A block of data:
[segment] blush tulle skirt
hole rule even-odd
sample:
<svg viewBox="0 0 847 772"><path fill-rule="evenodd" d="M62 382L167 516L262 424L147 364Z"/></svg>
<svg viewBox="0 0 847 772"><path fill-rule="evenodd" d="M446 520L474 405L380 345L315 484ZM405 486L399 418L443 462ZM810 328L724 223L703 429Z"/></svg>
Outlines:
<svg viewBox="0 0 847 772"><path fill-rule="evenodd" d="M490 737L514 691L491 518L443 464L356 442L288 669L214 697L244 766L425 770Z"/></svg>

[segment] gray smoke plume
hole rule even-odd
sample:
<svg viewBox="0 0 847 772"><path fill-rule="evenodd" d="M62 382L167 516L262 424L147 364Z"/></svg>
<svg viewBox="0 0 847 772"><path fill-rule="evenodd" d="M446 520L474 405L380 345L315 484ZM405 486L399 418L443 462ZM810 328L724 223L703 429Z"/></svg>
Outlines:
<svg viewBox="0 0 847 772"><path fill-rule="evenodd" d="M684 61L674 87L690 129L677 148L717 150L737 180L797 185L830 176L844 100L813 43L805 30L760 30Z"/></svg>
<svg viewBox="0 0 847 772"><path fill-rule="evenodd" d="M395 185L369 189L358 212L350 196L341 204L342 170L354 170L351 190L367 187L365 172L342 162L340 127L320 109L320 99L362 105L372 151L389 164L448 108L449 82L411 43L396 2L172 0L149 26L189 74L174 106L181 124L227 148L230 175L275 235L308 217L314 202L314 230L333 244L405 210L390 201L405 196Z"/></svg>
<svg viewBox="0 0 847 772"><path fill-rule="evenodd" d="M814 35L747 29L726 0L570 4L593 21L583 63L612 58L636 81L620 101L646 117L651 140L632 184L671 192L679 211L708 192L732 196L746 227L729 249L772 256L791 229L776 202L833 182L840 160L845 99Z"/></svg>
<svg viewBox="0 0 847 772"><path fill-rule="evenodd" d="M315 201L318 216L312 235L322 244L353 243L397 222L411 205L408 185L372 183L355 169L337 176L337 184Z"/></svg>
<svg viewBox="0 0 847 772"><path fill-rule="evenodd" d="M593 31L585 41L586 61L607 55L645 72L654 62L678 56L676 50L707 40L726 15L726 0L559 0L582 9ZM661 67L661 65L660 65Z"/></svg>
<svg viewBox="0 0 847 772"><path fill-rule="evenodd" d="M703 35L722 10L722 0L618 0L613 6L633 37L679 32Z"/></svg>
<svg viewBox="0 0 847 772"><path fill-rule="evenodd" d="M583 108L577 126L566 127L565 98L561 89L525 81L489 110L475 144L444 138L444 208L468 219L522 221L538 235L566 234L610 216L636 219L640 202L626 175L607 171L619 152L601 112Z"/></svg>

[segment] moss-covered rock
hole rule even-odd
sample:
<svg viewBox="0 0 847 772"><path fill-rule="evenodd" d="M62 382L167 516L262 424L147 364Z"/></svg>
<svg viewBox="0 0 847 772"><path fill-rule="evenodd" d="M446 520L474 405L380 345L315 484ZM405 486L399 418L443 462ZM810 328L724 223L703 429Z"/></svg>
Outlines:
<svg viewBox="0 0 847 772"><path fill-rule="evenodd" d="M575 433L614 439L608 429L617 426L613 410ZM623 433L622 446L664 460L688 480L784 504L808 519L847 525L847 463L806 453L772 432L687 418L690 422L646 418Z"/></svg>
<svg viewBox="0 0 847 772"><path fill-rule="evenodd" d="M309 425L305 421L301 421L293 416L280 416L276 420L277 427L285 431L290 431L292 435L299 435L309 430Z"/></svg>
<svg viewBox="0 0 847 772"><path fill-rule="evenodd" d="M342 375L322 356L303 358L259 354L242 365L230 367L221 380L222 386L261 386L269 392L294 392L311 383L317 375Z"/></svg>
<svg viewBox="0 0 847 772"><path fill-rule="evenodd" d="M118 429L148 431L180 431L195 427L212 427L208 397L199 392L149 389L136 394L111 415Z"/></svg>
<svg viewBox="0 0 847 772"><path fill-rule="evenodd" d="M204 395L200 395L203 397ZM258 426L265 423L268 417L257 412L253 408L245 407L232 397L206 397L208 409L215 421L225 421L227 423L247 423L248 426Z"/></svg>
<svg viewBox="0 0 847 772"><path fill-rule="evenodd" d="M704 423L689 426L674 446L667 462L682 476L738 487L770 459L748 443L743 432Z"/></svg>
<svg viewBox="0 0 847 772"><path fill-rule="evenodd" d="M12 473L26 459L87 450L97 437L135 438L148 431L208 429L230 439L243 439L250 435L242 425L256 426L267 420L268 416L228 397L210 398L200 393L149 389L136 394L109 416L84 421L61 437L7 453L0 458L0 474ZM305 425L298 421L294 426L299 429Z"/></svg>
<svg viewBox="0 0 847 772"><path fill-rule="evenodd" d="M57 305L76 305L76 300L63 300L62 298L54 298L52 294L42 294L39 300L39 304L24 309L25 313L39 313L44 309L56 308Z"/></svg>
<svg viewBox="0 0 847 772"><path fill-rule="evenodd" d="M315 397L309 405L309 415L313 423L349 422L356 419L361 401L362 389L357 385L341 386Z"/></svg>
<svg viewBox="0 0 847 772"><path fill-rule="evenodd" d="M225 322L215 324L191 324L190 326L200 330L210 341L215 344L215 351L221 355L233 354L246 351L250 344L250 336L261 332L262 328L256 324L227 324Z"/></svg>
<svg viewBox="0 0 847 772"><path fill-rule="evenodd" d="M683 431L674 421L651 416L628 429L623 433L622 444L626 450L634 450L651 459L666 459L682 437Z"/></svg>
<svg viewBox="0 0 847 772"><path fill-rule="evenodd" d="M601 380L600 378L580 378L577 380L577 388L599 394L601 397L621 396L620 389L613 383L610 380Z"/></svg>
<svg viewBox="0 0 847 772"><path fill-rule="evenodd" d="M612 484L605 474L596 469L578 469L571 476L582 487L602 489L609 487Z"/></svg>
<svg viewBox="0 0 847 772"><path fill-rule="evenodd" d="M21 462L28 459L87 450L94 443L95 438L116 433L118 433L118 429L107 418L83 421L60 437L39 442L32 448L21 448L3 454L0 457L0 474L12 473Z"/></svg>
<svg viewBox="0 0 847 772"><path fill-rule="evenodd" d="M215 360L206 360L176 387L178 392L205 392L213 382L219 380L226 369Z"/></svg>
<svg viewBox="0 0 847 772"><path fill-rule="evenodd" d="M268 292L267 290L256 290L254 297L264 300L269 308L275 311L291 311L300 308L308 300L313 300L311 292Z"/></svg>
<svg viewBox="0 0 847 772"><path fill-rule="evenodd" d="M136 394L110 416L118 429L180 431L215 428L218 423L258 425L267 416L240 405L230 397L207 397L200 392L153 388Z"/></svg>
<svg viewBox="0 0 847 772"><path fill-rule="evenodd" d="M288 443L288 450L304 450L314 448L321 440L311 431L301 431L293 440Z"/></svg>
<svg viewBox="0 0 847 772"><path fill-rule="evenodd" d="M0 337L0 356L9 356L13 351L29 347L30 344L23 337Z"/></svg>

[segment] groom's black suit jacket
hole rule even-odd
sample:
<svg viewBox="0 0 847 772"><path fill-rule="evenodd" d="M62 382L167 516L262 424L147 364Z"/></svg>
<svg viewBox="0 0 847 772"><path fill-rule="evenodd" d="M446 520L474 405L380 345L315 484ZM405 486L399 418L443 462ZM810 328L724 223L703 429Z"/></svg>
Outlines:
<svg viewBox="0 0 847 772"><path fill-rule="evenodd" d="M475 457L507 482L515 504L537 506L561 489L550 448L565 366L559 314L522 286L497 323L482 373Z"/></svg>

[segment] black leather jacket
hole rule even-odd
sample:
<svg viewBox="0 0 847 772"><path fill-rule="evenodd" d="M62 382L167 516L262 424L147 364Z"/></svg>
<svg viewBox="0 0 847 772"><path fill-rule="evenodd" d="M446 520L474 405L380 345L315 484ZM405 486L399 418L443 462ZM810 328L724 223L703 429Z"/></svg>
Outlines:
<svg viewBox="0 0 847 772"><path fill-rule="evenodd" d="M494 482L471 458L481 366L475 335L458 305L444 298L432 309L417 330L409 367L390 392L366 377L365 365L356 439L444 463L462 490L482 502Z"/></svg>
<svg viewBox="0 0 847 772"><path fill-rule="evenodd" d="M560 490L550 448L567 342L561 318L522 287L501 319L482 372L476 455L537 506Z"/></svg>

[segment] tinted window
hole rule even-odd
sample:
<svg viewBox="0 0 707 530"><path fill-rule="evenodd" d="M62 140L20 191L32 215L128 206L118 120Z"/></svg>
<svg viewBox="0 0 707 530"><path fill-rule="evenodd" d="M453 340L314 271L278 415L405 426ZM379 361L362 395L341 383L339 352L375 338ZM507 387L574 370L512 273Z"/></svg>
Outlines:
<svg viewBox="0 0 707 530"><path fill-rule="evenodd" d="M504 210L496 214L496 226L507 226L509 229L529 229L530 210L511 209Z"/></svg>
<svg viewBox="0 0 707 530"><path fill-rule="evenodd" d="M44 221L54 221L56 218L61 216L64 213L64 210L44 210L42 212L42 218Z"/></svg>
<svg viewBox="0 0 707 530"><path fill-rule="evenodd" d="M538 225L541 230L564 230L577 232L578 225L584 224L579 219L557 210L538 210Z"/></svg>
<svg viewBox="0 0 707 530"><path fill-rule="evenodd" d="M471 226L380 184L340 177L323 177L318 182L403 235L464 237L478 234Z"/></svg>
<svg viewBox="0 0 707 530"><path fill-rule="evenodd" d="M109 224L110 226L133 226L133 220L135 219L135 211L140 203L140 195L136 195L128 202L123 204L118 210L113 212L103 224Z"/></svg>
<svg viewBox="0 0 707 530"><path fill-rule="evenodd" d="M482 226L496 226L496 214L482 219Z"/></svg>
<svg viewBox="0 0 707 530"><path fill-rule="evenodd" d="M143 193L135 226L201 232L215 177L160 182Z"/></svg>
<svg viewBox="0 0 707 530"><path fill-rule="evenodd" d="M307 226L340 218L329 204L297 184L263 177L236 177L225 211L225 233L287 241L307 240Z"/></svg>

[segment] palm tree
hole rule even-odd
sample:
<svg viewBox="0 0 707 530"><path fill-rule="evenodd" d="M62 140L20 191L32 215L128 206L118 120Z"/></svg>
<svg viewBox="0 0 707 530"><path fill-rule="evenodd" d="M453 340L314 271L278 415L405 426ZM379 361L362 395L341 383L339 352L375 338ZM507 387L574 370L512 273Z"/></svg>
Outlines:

## AIM
From the line containing "[segment] palm tree" down to the last line, reproduce the records exactly. Include both ends.

## COMPLETED EXERCISE
[segment] palm tree
hole rule even-odd
sample:
<svg viewBox="0 0 707 530"><path fill-rule="evenodd" d="M62 140L20 191L32 215L128 206L118 120Z"/></svg>
<svg viewBox="0 0 707 530"><path fill-rule="evenodd" d="M453 340L314 271L278 415L405 426ZM379 361L362 395L341 383L339 352L375 338ZM507 387L574 370L512 273Z"/></svg>
Outlines:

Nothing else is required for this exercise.